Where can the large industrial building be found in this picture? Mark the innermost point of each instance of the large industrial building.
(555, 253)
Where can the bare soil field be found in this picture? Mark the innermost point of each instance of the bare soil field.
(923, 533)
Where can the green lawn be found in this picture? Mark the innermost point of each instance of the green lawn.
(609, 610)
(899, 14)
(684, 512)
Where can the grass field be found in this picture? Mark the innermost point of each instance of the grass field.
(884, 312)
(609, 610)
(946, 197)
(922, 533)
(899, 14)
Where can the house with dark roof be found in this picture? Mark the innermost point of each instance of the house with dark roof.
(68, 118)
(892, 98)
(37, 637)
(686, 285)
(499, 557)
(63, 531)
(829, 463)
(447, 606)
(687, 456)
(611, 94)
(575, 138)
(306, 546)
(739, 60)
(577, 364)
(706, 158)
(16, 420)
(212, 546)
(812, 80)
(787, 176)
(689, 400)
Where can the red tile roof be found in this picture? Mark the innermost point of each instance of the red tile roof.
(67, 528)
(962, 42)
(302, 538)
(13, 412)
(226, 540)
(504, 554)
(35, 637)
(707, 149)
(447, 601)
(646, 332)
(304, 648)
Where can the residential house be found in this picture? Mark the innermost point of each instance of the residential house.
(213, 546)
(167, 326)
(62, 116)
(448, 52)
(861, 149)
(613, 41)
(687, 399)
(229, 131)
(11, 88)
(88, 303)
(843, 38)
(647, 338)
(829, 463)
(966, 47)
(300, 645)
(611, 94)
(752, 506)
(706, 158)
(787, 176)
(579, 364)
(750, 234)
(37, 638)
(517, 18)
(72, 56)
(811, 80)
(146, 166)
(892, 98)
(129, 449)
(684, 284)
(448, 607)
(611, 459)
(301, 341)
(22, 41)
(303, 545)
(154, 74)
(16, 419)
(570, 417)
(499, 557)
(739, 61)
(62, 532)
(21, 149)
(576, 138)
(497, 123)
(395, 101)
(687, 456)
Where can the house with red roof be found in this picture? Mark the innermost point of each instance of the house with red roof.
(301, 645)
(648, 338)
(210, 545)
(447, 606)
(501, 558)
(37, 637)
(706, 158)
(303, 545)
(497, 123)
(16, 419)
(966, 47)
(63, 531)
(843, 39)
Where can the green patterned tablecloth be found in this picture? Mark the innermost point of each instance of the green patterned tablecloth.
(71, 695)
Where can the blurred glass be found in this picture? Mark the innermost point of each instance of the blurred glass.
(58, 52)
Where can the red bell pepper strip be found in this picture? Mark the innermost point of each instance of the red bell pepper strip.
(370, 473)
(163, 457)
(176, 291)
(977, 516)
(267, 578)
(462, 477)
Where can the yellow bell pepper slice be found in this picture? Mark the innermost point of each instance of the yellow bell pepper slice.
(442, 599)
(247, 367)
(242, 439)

# # # #

WHAT NEEDS TO BE DONE
Copy out each entry exactly, leaving nothing out.

WRITTEN ANSWER
Where can the large industrial building be found in this picture? Mark the innermost point of each instance of the large industrial building.
(555, 253)
Where can the bare soil field be found in this picture? Mark the innermost point of each instance of the bare soil field.
(923, 533)
Where can the green lawn be found in this picture? Mark the innermost point of each instance of the green lawn.
(609, 610)
(899, 14)
(684, 512)
Where can the grass field be found in this picture? Mark the innermost point of each instance of the grass field.
(884, 312)
(609, 610)
(946, 197)
(922, 533)
(899, 14)
Where can the house with dark roof be found in this picture? Mark the innermost point of each instance of the house with dark roof.
(68, 118)
(892, 98)
(37, 637)
(686, 285)
(499, 557)
(63, 531)
(829, 463)
(447, 606)
(687, 456)
(611, 94)
(575, 138)
(306, 546)
(739, 60)
(577, 364)
(706, 158)
(16, 420)
(212, 546)
(812, 80)
(787, 176)
(689, 400)
Where can the red tile roof be found in this picture? Mark the innermost point of each instance of the red tile roof.
(67, 528)
(962, 42)
(302, 538)
(13, 412)
(226, 540)
(504, 554)
(35, 637)
(707, 149)
(447, 601)
(646, 332)
(304, 648)
Where can the residential house be found in this picture? Mark the innermost point of each instance of the residential house.
(213, 546)
(167, 326)
(62, 116)
(448, 52)
(861, 149)
(613, 41)
(687, 399)
(229, 131)
(11, 88)
(88, 303)
(843, 38)
(647, 338)
(829, 463)
(966, 47)
(300, 645)
(611, 94)
(752, 506)
(706, 158)
(787, 176)
(579, 364)
(750, 234)
(37, 638)
(517, 18)
(72, 56)
(811, 80)
(146, 166)
(892, 98)
(129, 449)
(684, 284)
(448, 607)
(611, 459)
(301, 341)
(22, 41)
(303, 545)
(154, 74)
(16, 419)
(570, 417)
(499, 557)
(739, 61)
(62, 532)
(21, 149)
(576, 138)
(497, 123)
(395, 101)
(687, 456)
Where can the house with red roof be found in this picture? Mark the innermost point of each instance of the house with red roof.
(301, 645)
(648, 338)
(210, 545)
(447, 606)
(501, 558)
(37, 637)
(706, 158)
(303, 545)
(497, 123)
(16, 419)
(966, 47)
(63, 531)
(843, 39)
Where can the green patterned tablecloth be found in this picture? Mark the innermost point of each instance of the green patterned tablecloth.
(71, 695)
Where can the blurred glass be found in this picture? Mark the innermost point of each instance of the blurred glass.
(58, 52)
Where can the red bell pepper strip be found in this picture? Mark the innermost point of each instance of the red bell pepper strip.
(370, 473)
(163, 457)
(176, 291)
(977, 516)
(267, 578)
(462, 477)
Where can the yellow bell pepper slice be found in this picture? Mark the innermost point of each instance of the yellow bell pepper slice.
(442, 599)
(247, 367)
(242, 439)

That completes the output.